*Task instructions*:
(1) From the sleep article, list every figure that is followed by the words "per cent", along with what each figure describes.
(2) Answer these questions using the sleep article:
(a) How many Kiwis took part in the survey carried out by Sleepyhead?
(b) What is the title of the book written by sleep coach Bernice Tuffery?
(c) According to the New Zealand Sleep Foundation, how many hours of sleep a night make up the "40 winks"?

*Text passage*:
──────────────────────────────
Northlanders are saying bye-bye to quality bye-byes as the majority of us struggle to get decent sleep, new research says.
A survey of 13,000 Kiwis, carried out by Sleepyhead, showed three out of five Northlanders have trouble sleeping through the night.
Fifty-three per cent of Northlanders experience a restless slumber and 47 per cent can't get to sleep in the first place.
Half of the people who took part in the survey blamed their sleepless nights on stress.
Sleep coach Bernice Tuffery, who penned Sleep Easy, said while the data may lean towards people struggling with slumber, many of the findings reflected other studies that highlighted the prevalence of sleep issues in New Zealand.
National research indicates roughly one-third of Kiwi adults aren't getting their 40 winks - around seven to nine hours of sleep a night, says the New Zealand Sleep Foundation.
"Sleep deficiency is a global epidemic and it's really serious, we're not looking after our sleep the way we should," Tuffery said.
She added the pandemic had made sleep harder as feelings of stress and uncertainty intensified.
Tuffery emphasised how a good night's sleep made a big difference in people's lives - physically, mentally and emotionally.
"Prioritising and taking good care of our sleep matters more than ever in these times of uncertainty and Covid," she said.
"Satisfying sleep quality, quantity and consistency strengthens our immune system and fortifies our resilience. With stress levels running high, we need to consciously create and maintain habits that are conducive to getting a good night's sleep."
The study revealed without sleep, 64 per cent of participants felt fatigued and exhausted, while almost a third indicated a bad night's rest affected their mental health leaving them feeling "down or depressed".
People's motivation was hampered by sleepless nights as well as their concentration and memory recall.
One consequence, probably no stranger to anyone, was a lack of sleep left people feeling moody or irritable.
Tuffery said the key to setting yourself up for a good night's rest was to work with your body rather than against it.
She recommended establishing a regular routine for bed and wake times for the entire week so your body could predict when it was time to sleep and reawaken.
"One of the really important things these days is to give yourself permission to wind down at the end of the day,"
Without screens, Tuffery added, because their light reduced the melatonin in your body that helps you fall asleep.
On the flip side, when the alarm sounds and it is time to start the day, she encouraged everyone to throw the curtains back and let the daylight in.
Or hit the pavement for an early morning stroll.
"It helps your melatonin drop back so you're bright-eyed and bushy-tailed for the day."
──────────────────────────────
*Records*:

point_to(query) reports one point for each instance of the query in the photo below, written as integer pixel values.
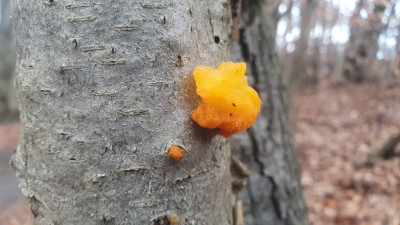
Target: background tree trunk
(362, 47)
(105, 88)
(298, 74)
(273, 194)
(8, 102)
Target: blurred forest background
(340, 60)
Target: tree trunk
(105, 88)
(298, 74)
(362, 47)
(8, 102)
(273, 195)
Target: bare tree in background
(273, 194)
(106, 88)
(362, 47)
(298, 72)
(8, 104)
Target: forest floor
(335, 126)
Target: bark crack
(274, 189)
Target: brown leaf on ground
(336, 128)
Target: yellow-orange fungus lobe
(228, 102)
(176, 152)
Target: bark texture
(273, 195)
(105, 87)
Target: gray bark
(105, 87)
(273, 195)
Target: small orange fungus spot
(228, 102)
(176, 152)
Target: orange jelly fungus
(228, 102)
(176, 152)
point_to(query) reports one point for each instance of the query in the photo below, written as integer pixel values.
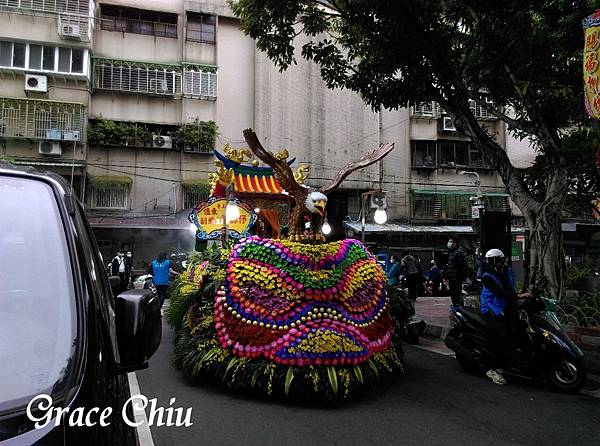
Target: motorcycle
(541, 351)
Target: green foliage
(197, 135)
(197, 186)
(581, 269)
(578, 148)
(110, 182)
(198, 353)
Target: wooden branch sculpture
(308, 214)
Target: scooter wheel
(466, 364)
(566, 375)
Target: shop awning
(457, 192)
(417, 229)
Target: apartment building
(128, 99)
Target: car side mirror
(139, 328)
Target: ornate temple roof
(251, 179)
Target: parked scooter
(541, 350)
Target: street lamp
(380, 216)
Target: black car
(63, 335)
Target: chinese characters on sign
(209, 218)
(591, 26)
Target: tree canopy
(525, 56)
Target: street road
(433, 403)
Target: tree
(523, 55)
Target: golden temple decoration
(282, 155)
(237, 155)
(222, 175)
(301, 174)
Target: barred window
(199, 83)
(136, 79)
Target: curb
(590, 359)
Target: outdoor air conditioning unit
(162, 142)
(378, 200)
(36, 82)
(50, 148)
(448, 124)
(70, 31)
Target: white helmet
(494, 253)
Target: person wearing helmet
(498, 305)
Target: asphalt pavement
(433, 403)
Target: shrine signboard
(209, 218)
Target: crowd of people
(407, 271)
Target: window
(201, 28)
(48, 58)
(114, 197)
(19, 55)
(424, 154)
(35, 57)
(153, 79)
(454, 153)
(137, 21)
(199, 83)
(479, 111)
(42, 58)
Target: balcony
(75, 27)
(79, 7)
(137, 77)
(425, 110)
(446, 154)
(41, 119)
(138, 21)
(200, 81)
(450, 205)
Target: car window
(37, 300)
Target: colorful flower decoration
(303, 305)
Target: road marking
(143, 430)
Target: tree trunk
(547, 261)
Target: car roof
(28, 172)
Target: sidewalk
(434, 311)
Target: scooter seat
(473, 316)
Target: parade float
(290, 316)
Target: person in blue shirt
(161, 271)
(498, 305)
(393, 272)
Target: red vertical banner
(591, 63)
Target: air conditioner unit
(162, 142)
(158, 85)
(51, 148)
(36, 82)
(378, 200)
(71, 135)
(448, 124)
(70, 31)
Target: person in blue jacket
(498, 305)
(393, 272)
(161, 270)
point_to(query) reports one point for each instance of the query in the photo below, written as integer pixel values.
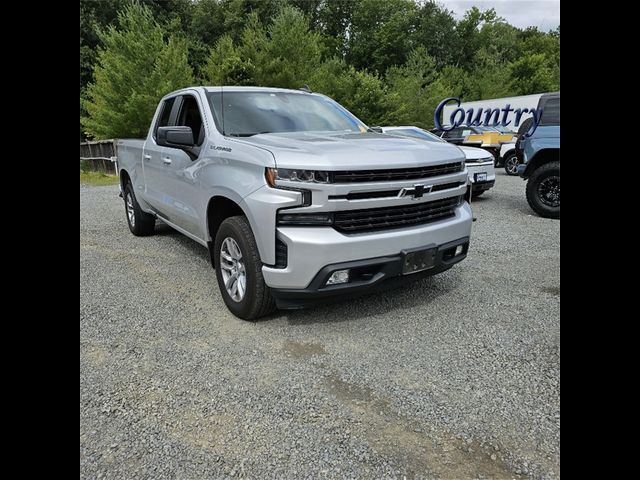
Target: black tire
(140, 223)
(542, 188)
(511, 163)
(257, 300)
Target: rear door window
(551, 112)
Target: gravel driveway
(452, 377)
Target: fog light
(339, 276)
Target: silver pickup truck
(296, 199)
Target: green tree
(135, 68)
(532, 74)
(381, 33)
(436, 31)
(420, 87)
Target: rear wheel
(140, 223)
(511, 163)
(239, 270)
(543, 190)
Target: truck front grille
(371, 219)
(357, 176)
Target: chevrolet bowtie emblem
(416, 192)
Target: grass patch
(98, 178)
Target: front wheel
(543, 190)
(511, 163)
(239, 270)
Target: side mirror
(175, 137)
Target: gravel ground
(452, 377)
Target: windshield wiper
(247, 134)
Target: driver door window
(189, 116)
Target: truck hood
(346, 151)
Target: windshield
(252, 112)
(415, 133)
(502, 129)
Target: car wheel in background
(543, 190)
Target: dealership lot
(455, 376)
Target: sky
(544, 14)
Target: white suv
(479, 162)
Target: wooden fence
(99, 156)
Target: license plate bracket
(418, 260)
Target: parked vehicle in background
(539, 158)
(296, 199)
(479, 162)
(488, 138)
(508, 158)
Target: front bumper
(482, 186)
(365, 276)
(310, 249)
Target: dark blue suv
(539, 158)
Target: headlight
(325, 218)
(272, 175)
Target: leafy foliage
(389, 62)
(136, 67)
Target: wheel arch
(542, 157)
──────────────────────────────
*Task results*:
(1)
- Fifty-three per cent: Northlanders who experience a restless slumber
- 47 per cent: Northlanders who can't get to sleep in the first place
- 64 per cent: participants who felt fatigued and exhausted without sleep

(2)
(a) 13,000
(b) Sleep Easy
(c) Around seven to nine hours